Object pointing dataset rows
——————
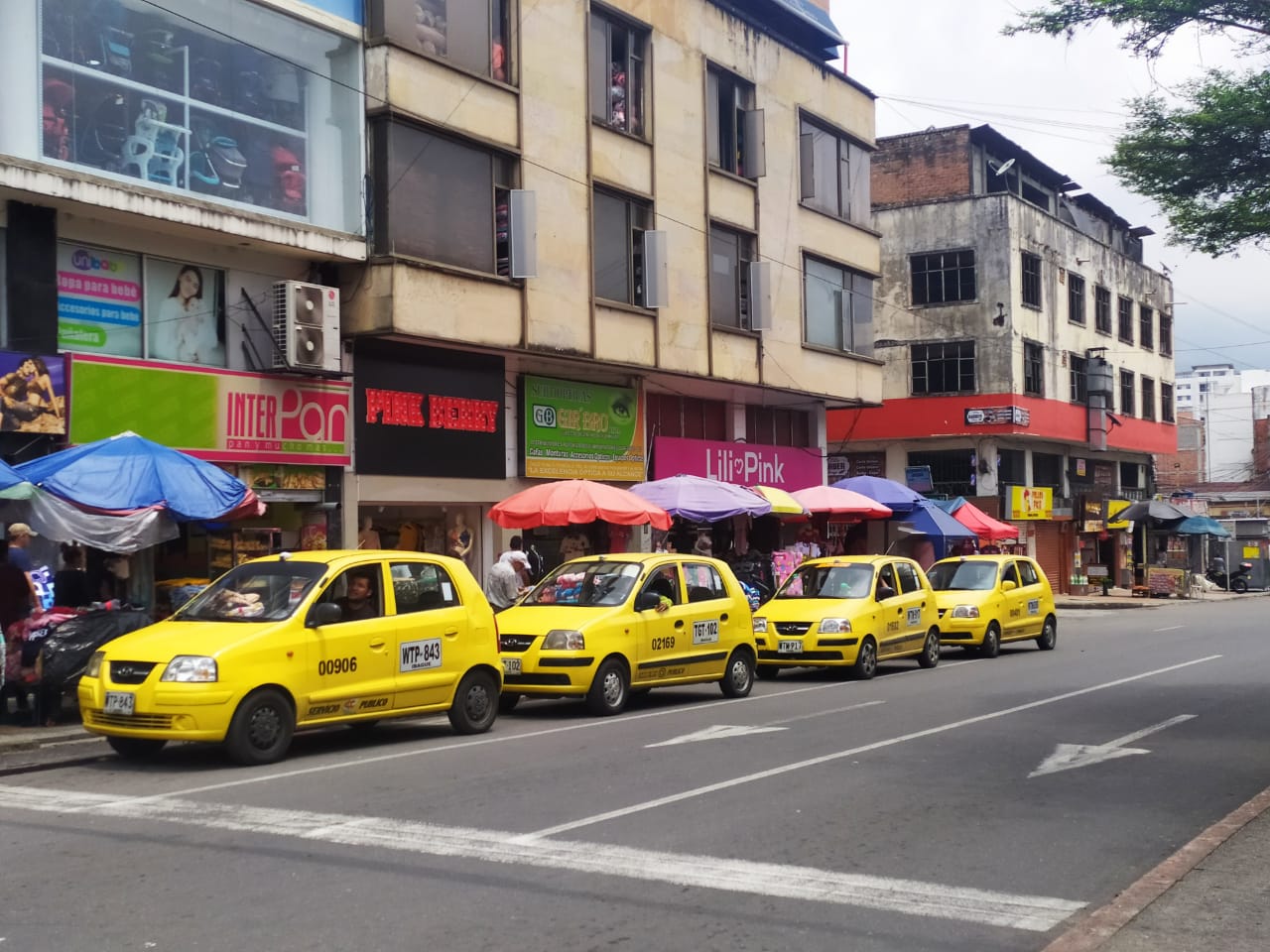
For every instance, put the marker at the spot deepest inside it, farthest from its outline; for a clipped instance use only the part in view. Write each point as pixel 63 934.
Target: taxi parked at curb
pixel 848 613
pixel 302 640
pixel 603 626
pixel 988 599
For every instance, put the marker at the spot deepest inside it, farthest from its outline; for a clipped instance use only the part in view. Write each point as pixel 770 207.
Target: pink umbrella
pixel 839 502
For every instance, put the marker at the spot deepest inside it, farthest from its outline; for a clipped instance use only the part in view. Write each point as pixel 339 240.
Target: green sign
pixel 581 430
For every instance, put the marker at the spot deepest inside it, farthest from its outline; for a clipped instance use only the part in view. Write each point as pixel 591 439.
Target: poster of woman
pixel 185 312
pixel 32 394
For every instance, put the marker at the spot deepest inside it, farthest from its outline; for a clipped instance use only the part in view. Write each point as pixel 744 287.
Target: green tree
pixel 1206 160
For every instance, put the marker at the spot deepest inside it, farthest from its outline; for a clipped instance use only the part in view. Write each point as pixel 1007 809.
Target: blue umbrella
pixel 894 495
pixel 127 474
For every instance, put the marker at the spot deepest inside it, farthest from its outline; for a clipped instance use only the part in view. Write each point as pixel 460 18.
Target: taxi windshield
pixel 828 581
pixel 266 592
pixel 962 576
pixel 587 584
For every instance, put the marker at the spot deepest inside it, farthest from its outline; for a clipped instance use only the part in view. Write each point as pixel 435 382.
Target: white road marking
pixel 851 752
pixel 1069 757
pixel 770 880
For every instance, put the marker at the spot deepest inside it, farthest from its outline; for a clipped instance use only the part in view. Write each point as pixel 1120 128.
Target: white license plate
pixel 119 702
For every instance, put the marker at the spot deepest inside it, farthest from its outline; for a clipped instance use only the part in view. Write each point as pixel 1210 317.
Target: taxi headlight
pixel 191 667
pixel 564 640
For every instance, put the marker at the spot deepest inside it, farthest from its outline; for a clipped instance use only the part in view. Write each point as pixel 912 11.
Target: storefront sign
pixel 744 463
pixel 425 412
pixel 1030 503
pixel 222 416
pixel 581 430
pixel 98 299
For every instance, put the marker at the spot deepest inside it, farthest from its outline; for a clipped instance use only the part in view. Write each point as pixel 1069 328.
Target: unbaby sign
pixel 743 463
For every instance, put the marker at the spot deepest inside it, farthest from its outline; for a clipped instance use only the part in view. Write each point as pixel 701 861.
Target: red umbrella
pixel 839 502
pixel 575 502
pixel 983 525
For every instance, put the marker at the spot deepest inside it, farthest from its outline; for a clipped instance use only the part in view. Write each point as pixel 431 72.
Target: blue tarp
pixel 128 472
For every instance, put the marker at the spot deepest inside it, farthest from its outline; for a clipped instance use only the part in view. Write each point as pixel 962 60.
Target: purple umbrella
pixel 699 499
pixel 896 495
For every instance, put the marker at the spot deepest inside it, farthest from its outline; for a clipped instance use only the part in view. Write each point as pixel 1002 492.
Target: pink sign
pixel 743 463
——————
WRITTEN TASK
Leave out the pictures and copy everything else in the records word for word.

RESULT BELOW
For every instance, put the marker at the spot deepest inside it, farthest from its outline; for a clipped instance use only the part in view. Write each point as pixel 63 934.
Target: taxi parked at curb
pixel 848 613
pixel 302 640
pixel 603 626
pixel 988 599
For every instance, put the marker at the spot deepest inside it, farthest from its outline; for a clipped instance use only the part in view. Write each point as pixel 770 207.
Target: pink umbrella
pixel 839 502
For every instance, put the marker at the spot deepest inside it, farthest from its outline; for a clipped instance use only the part in view. Write each point as pixel 339 240.
Target: green sign
pixel 581 430
For every instance, put the marker at the spot deepest inside it, farthest from its outline; for a clipped instance use only the part in view. Write each point as pixel 591 439.
Target: poster of woman
pixel 185 312
pixel 32 394
For every instance, put the marker at the spot deepest inside it, farthest from its outline; for a clipped instance use only the part in view. Write each point as pixel 744 287.
Target: green tree
pixel 1206 160
For every instance, put the marker at the spot deepest inside it, farthest from its outline; for a clipped instance use only the part in view. Write each point as pixel 1007 809.
Target: blue umbrella
pixel 894 495
pixel 127 474
For every instance, put the marker at the spot deepest inside it, farthest from its outline; for a clipped instance use only the part in view. Write each point as pixel 460 18.
Target: taxi windshield
pixel 828 581
pixel 266 592
pixel 962 576
pixel 587 584
For every instance, put the marker at the spot deepest inside it, farthest from its outline; for a clipped instance use only the part in view. Write each point as pixel 435 382.
Target: white road marking
pixel 851 752
pixel 1069 757
pixel 770 880
For every instance, put the marker at the spot deepest inside it, farthest from its outline; for a clipped instance use only the part in view. Write each point as pixel 1120 128.
Target: white license plate
pixel 119 702
For every instance, put the marker at the spot deepest inside it, farthest from its outline; for a clipped instance use only the part in view. Write each point as pixel 1210 317.
Target: taxi headlight
pixel 191 667
pixel 564 640
For every instance, put the marker at the spot deepest inside it, farthest from its outline; for a clipped instance use only the part in view. Write each point as pixel 912 11.
Target: storefront sign
pixel 744 463
pixel 425 412
pixel 1030 503
pixel 222 416
pixel 581 430
pixel 98 299
For every instance, put the marker at the spot deepest inside it, farthest from its outline; for a clipped instance use only the part in view. Write each point as pixel 1069 328.
Target: unbaby sign
pixel 743 463
For every instance, put the marker at the spot deepest inside it, farthest from its outline; for a clipped instance use only the part in view. Write each point as pixel 701 861.
Target: red umbrella
pixel 839 502
pixel 575 502
pixel 983 525
For every instance, put the marker at the spot deepest inside it, farthest from its outline; for a clipped instance use only the part in view. Write each point as pixel 431 72.
Target: blue tarp
pixel 128 472
For every instance, put the marker at the spot deepest inside it, farthest from its outline; for a clipped instance use only the part in view. Write each point as pixel 962 60.
Target: purple umbrella
pixel 699 499
pixel 896 495
For every instance, put the marker at the spot deepest inside it, farthest from its outline; for a clipped instance use only the part in view. Write each point as pixel 1002 492.
Target: pink sign
pixel 743 463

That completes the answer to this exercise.